Request A: What does the passage on spiritual transformation call the enemy of hope?
Request B: Copy word for word the stretch of the passage on spiritual transformation from "His father had" through "hope into change.".
Request C: Resume the passage on spiritual transformation, picking up after its last sentence.

Text to read:
When we allow God to change our paradigm, it causes us to look at ourselves and our life in a completely different light. Most folks are overwhelmed with feelings of failure for not having seen the truth earlier. Our learned response to failure is self-condemnation. Feeling stupid, embarrassed, and disappointed causes us to push away from God and others. That’s because we’ve adopted the human Outcome-based view of learning rather than God’s Relational approach. When we view life as a process, we have an expectation that God will continually reveal things to us over time. God works with each one of us in our own individual timeframe. He doesn’t set one-size-fits-all standards.

I see some of this language in the prodigal son’s speech when he tells his father he’s no longer worthy to be his son. That statement is all about how the son negatively sees himself and has nothing to do with the son seeing what is true about the father. In a relational exchange, the son would share how his own issues blind him from seeing his father clearly and how grieved he is to now see the truth. King David shows us the healthy response to conviction is to take our feelings to God and ask him to change our heart. David’s approach to God is not one of martyrdom or abasing himself, but just agreeing with God about his immaturities.

Other unhealthy responses include negative comparisons, rationalizations, minimizing, and blame shifting. In an outcome-based society, showing weakness brings ridicule and hurt. Mankind has learned how to employ self-protective responses to shield themselves from non-relational consequences. A significant hurdle in the transformation process is our fear that God will reject us when we show immaturities. I continually pray for courage and strength for myself and my clients to seek God when we see our weaknesses. Choosing faith in God’s heart for us over and over empowers us to hurdle these barriers.

Fear of disappointment is the enemy of hope. How many times have you wanted to be excited about a potential new job or the outcome of a relationship, but didn’t want to set yourself up for disappointment? One way we put a lid on hope is believing we shouldn’t burden others. Mistakenly, we believe keeping our needs to a minimum and not imposing too much on others will keep us from being disappointed. We see an example of this belief when the prodigal son chose to only ask his father to become a servant rather than returning to sonship. He had a completely mistaken view of himself and his father.

His father had been waiting and watching for his son to come home. Rather than being angry and holding a grudge, the father felt loving compassion and ran to his son, kissing and hugging him. Yes, there were barriers they needed to address, but the father wanted his son to hope into a full restoration of the relationship rather than settling for something less.

I believe it was at that moment that the son was able to clearly see the truth about his father’s heart. David often speaks in the Psalms about how loving kindness brings us to repentance. True repentance only happens when our heart connects with the heart of God. As the son begins to recite his prepared speech, I believe he now speaks from a different place. Opening up to receive his father’s genuine loving welcome changed the son’s heart. It gave him the courage to see and confess his own brokenness, but also hope into change.

I can’t give you a list of “5 Easy Steps to Transformation” nor can I tell you exactly what it looks like when transformation takes place. What I can say is there’s a shift in your soul when you move from a place of needing self-protective, condemning life strategies that lock you into fear. You will feel the difference in living a life strategy that embraces the freedom to be vulnerable and passionate.

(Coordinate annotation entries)
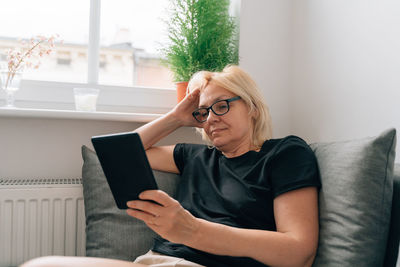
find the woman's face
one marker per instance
(231, 130)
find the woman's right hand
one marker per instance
(183, 110)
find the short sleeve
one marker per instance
(294, 166)
(179, 156)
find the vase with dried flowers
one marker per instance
(26, 56)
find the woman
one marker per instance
(244, 200)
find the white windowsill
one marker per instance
(80, 115)
(37, 99)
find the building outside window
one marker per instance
(131, 33)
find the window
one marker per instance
(108, 44)
(130, 35)
(69, 19)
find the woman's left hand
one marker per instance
(169, 219)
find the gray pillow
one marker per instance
(110, 232)
(355, 200)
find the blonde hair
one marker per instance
(237, 81)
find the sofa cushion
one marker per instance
(392, 248)
(110, 232)
(355, 200)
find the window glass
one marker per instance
(131, 33)
(23, 19)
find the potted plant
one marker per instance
(202, 36)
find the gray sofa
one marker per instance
(359, 206)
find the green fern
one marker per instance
(202, 36)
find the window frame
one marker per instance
(58, 95)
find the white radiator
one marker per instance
(40, 217)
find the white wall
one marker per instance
(339, 76)
(265, 52)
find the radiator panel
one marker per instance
(39, 219)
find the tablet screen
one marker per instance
(125, 165)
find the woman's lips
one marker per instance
(216, 131)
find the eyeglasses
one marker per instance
(219, 108)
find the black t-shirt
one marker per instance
(238, 191)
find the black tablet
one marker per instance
(125, 165)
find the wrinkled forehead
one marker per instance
(212, 93)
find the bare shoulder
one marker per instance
(161, 158)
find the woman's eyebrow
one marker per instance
(221, 97)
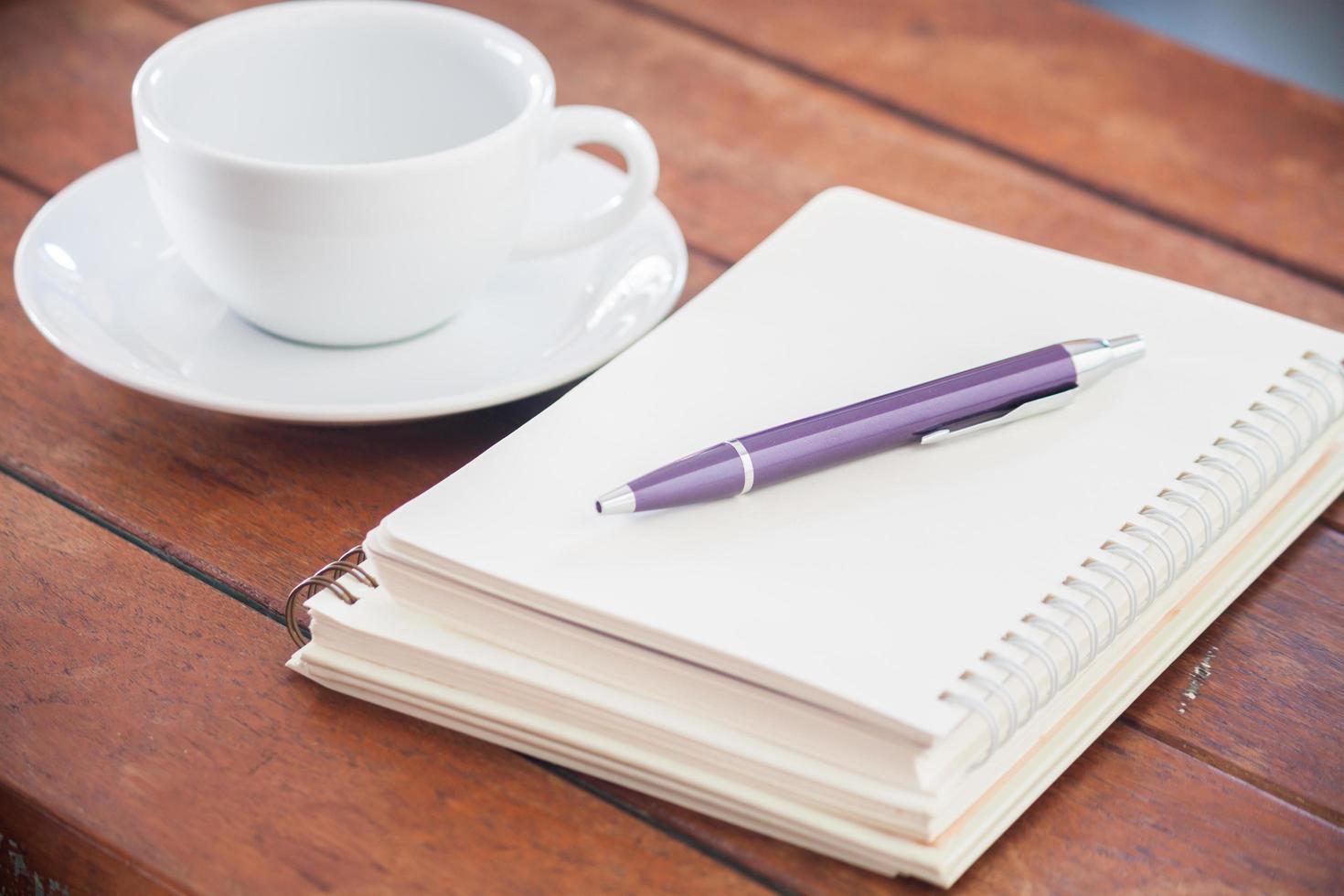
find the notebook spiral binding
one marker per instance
(326, 578)
(1147, 581)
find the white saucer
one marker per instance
(99, 275)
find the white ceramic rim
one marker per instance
(142, 93)
(334, 414)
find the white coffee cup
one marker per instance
(349, 172)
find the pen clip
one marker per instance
(1027, 409)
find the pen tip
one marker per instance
(1126, 349)
(615, 501)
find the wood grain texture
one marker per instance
(745, 143)
(1273, 701)
(152, 715)
(42, 855)
(1221, 149)
(1131, 816)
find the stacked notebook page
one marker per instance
(889, 660)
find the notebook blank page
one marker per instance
(874, 583)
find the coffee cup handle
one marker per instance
(575, 125)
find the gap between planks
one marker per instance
(188, 564)
(69, 501)
(1218, 763)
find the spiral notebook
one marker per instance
(889, 660)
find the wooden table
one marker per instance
(149, 736)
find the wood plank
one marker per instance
(251, 504)
(1272, 701)
(152, 715)
(222, 493)
(40, 853)
(743, 143)
(183, 480)
(1333, 516)
(1132, 815)
(1155, 123)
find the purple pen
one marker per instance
(968, 402)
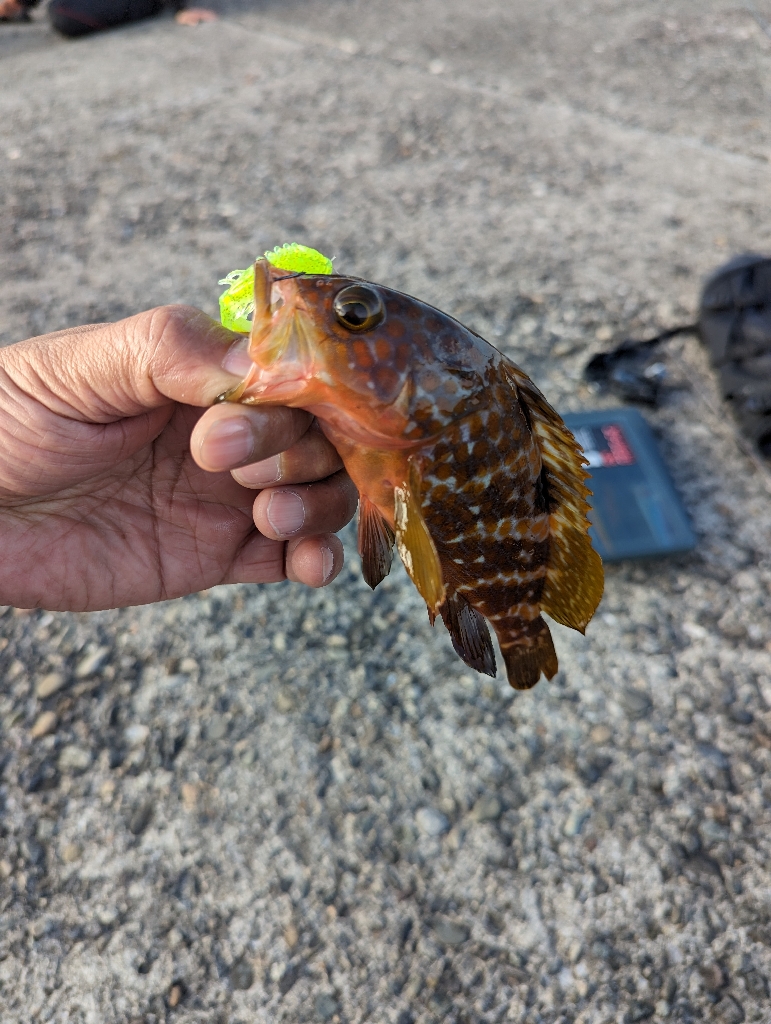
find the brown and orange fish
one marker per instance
(457, 456)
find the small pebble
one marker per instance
(141, 817)
(74, 759)
(217, 727)
(44, 724)
(242, 975)
(47, 685)
(189, 796)
(135, 734)
(575, 820)
(450, 932)
(92, 663)
(284, 702)
(430, 821)
(326, 1007)
(600, 734)
(487, 808)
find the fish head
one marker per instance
(359, 353)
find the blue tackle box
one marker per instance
(636, 512)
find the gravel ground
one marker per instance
(271, 804)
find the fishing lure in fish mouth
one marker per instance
(459, 460)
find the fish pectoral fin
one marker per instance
(414, 543)
(470, 635)
(574, 578)
(375, 543)
(526, 659)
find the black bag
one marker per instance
(734, 326)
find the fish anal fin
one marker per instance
(574, 578)
(375, 543)
(415, 545)
(526, 662)
(470, 635)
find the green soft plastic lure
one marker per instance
(237, 304)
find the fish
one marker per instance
(460, 462)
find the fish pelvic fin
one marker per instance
(415, 545)
(525, 662)
(469, 633)
(574, 578)
(376, 541)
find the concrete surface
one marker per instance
(276, 805)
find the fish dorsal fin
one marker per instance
(574, 578)
(469, 633)
(375, 543)
(415, 545)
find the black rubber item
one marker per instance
(79, 17)
(734, 325)
(633, 370)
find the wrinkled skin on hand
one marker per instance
(119, 485)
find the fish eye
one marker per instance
(358, 308)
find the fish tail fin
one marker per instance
(529, 654)
(574, 577)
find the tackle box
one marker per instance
(636, 512)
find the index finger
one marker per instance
(111, 371)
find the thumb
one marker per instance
(106, 372)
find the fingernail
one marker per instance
(286, 512)
(328, 563)
(227, 443)
(237, 360)
(260, 474)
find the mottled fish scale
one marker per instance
(457, 456)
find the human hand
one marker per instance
(116, 489)
(195, 15)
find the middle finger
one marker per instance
(312, 458)
(304, 511)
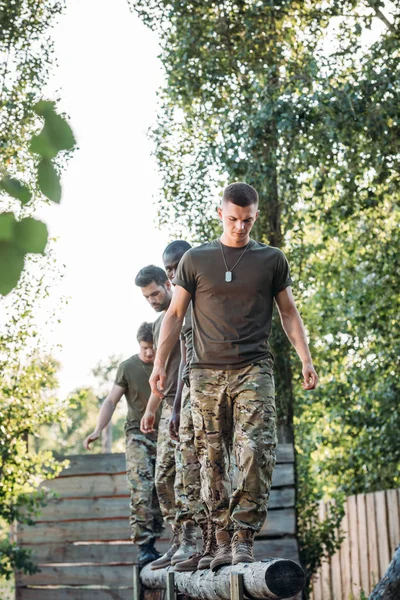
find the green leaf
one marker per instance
(16, 189)
(59, 132)
(56, 134)
(43, 107)
(41, 144)
(11, 265)
(7, 222)
(49, 181)
(31, 235)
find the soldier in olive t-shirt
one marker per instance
(133, 375)
(233, 283)
(132, 381)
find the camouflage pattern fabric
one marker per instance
(191, 499)
(146, 519)
(235, 409)
(169, 491)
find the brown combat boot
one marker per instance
(165, 559)
(188, 545)
(243, 546)
(209, 545)
(190, 564)
(223, 555)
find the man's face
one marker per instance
(171, 262)
(158, 296)
(237, 221)
(147, 352)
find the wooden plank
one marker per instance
(281, 548)
(382, 531)
(354, 556)
(170, 588)
(90, 464)
(67, 509)
(95, 486)
(336, 577)
(102, 553)
(236, 586)
(75, 531)
(363, 543)
(51, 593)
(279, 522)
(113, 576)
(126, 552)
(344, 555)
(325, 570)
(392, 498)
(136, 582)
(372, 540)
(106, 485)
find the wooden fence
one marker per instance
(371, 529)
(81, 541)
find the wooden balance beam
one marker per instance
(270, 579)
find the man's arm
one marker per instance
(106, 412)
(149, 417)
(176, 409)
(169, 334)
(293, 327)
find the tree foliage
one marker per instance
(27, 400)
(292, 98)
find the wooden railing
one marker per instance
(371, 529)
(81, 541)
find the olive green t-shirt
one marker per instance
(172, 364)
(133, 375)
(187, 337)
(232, 320)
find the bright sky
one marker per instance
(108, 74)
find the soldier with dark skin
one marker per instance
(169, 483)
(132, 381)
(233, 283)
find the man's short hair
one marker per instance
(177, 247)
(149, 274)
(241, 194)
(145, 333)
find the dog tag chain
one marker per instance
(228, 272)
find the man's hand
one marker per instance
(147, 422)
(91, 438)
(157, 381)
(174, 425)
(310, 377)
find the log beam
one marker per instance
(272, 579)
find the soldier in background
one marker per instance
(132, 380)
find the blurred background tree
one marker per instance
(296, 99)
(81, 416)
(28, 175)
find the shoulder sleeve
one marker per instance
(185, 274)
(282, 277)
(120, 378)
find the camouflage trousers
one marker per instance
(145, 519)
(168, 479)
(234, 412)
(187, 464)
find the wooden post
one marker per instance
(136, 582)
(171, 595)
(236, 586)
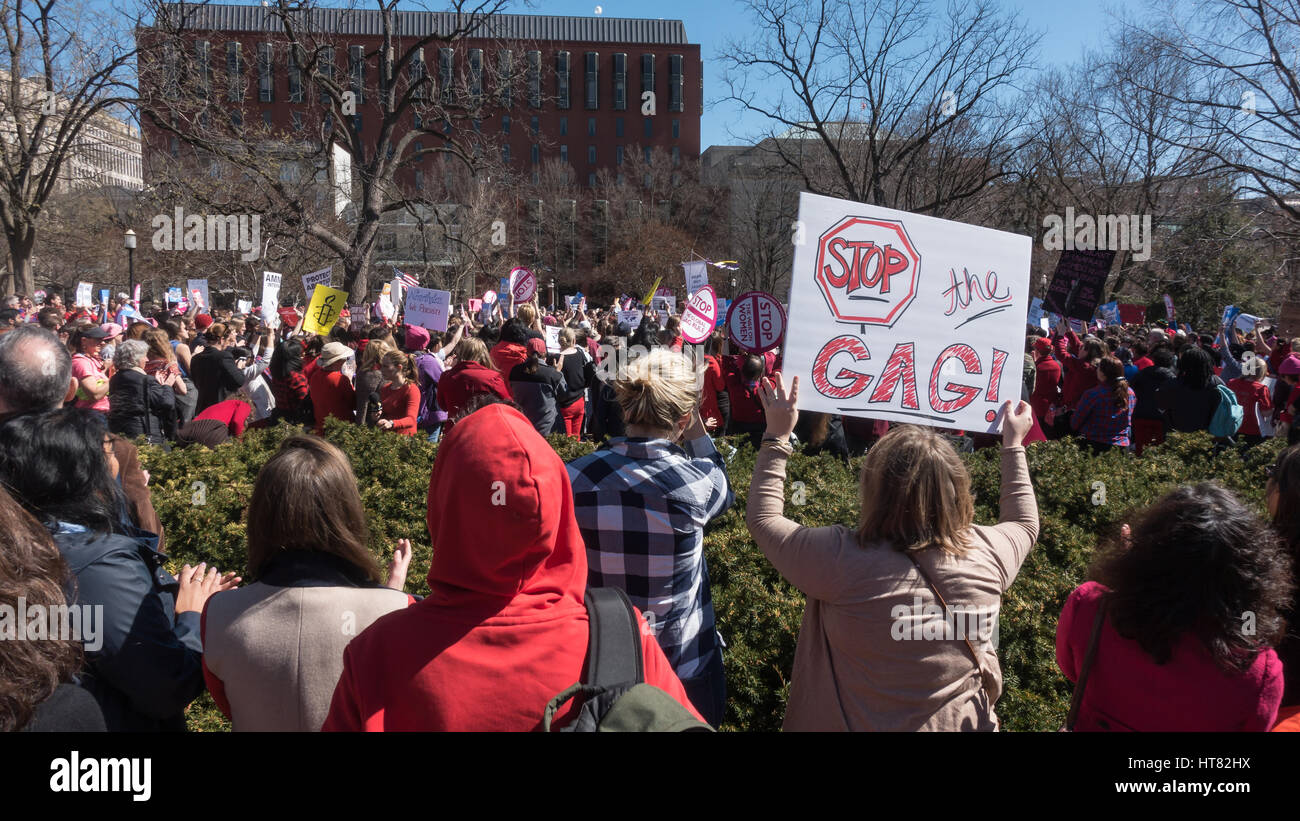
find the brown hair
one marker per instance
(915, 492)
(472, 350)
(306, 499)
(31, 569)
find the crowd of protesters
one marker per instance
(505, 630)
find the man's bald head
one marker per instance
(35, 370)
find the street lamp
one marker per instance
(129, 243)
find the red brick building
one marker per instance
(577, 95)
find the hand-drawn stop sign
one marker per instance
(867, 270)
(755, 321)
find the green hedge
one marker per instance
(202, 498)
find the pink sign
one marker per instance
(755, 321)
(701, 316)
(523, 285)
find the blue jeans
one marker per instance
(707, 691)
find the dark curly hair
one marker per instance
(1199, 560)
(31, 569)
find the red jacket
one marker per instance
(503, 629)
(464, 381)
(1129, 690)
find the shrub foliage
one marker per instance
(202, 496)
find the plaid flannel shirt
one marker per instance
(641, 505)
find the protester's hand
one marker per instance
(200, 583)
(779, 407)
(399, 564)
(1015, 422)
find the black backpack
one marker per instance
(616, 695)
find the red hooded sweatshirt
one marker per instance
(503, 629)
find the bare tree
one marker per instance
(64, 65)
(885, 101)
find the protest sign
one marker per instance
(428, 308)
(202, 287)
(755, 321)
(523, 285)
(902, 317)
(324, 309)
(697, 276)
(700, 317)
(315, 278)
(1079, 282)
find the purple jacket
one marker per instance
(428, 370)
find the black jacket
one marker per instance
(148, 664)
(216, 376)
(139, 407)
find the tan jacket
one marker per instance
(863, 660)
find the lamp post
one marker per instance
(129, 243)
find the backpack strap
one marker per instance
(614, 647)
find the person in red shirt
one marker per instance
(330, 390)
(505, 628)
(399, 398)
(1047, 382)
(1253, 398)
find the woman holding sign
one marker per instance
(874, 652)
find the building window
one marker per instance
(295, 74)
(420, 91)
(476, 77)
(562, 77)
(646, 73)
(505, 69)
(534, 79)
(590, 78)
(675, 83)
(620, 82)
(325, 68)
(265, 73)
(234, 72)
(445, 56)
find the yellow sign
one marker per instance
(323, 313)
(653, 289)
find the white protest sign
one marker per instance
(428, 308)
(755, 321)
(908, 318)
(697, 276)
(202, 287)
(700, 317)
(271, 282)
(315, 278)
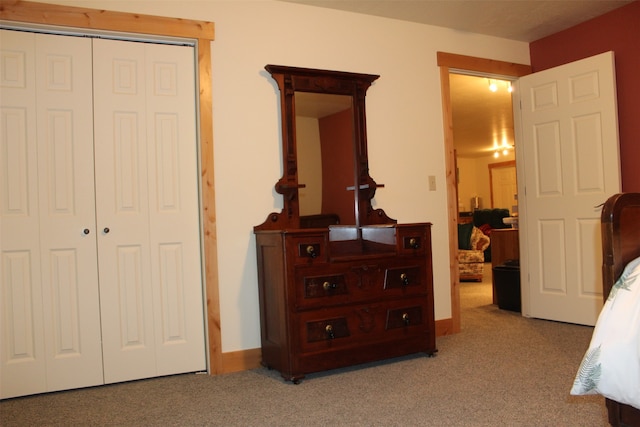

Exercise response A: Fear of disappointment.

Exercise response B:
His father had been waiting and watching for his son to come home. Rather than being angry and holding a grudge, the father felt loving compassion and ran to his son, kissing and hugging him. Yes, there were barriers they needed to address, but the father wanted his son to hope into a full restoration of the relationship rather than settling for something less.

I believe it was at that moment that the son was able to clearly see the truth about his father’s heart. David often speaks in the Psalms about how loving kindness brings us to repentance. True repentance only happens when our heart connects with the heart of God. As the son begins to recite his prepared speech, I believe he now speaks from a different place. Opening up to receive his father’s genuine loving welcome changed the son’s heart. It gave him the courage to see and confess his own brokenness, but also hope into change.

Exercise response C:
Transformation is not a one-time event, but a progressive revelation that will continue to unfold throughout our lifetime. Do you want to FEEL better or BE better?

Saturday, July 5, 2014

Are You Choosing to Live in the Matrix?

One of the most detrimental counterfeits to relational living is the Outcome-based model. It promises a direct correlation between working hard and reaching goals. If I work 18 hours a day, 7 days a week, the outcome-based formula tells me I will receive all the benefits of the “American Dream.” On its surface, striving to reach goals and benchmarks appears to be helpful and motivating. That’s why this model is enticing. It’s much more convenient to independently meet our own needs without relying on God! The “health and wealth” theology uses this same formulaic approach. If I pray and believe hard enough that God wants me to be blessed in specific ways, then God has no choice but to make it happen.

In the Relational model, each person invests in helping one another grow and prosper in loving God, themselves, and others. The Outcome-based model preys on the fear that our legitimate needs will not be met and offers a counterfeit solution to a manufactured problem. Just look at how products are marketed. Instead of focusing on the qualities of a product and letting the consumer decide what they need, commercials appeal to our emotional vulnerabilities. We’re told there’s a direct correlation between wanting to be loved, accepted, admired, etc. and a particular product. 

God’s leadership style is repeated throughout the Davidic Psalms: “His love endures forever.” Leadership without sacrificial love eventually becomes self-centered and punitive. The Bible shows how exasperating and difficult it was for God to lead households and nations of stiff-necked, stubborn, immature people. Trying to lead when you’re immature in loving relationally is exhausting and potentially tempting.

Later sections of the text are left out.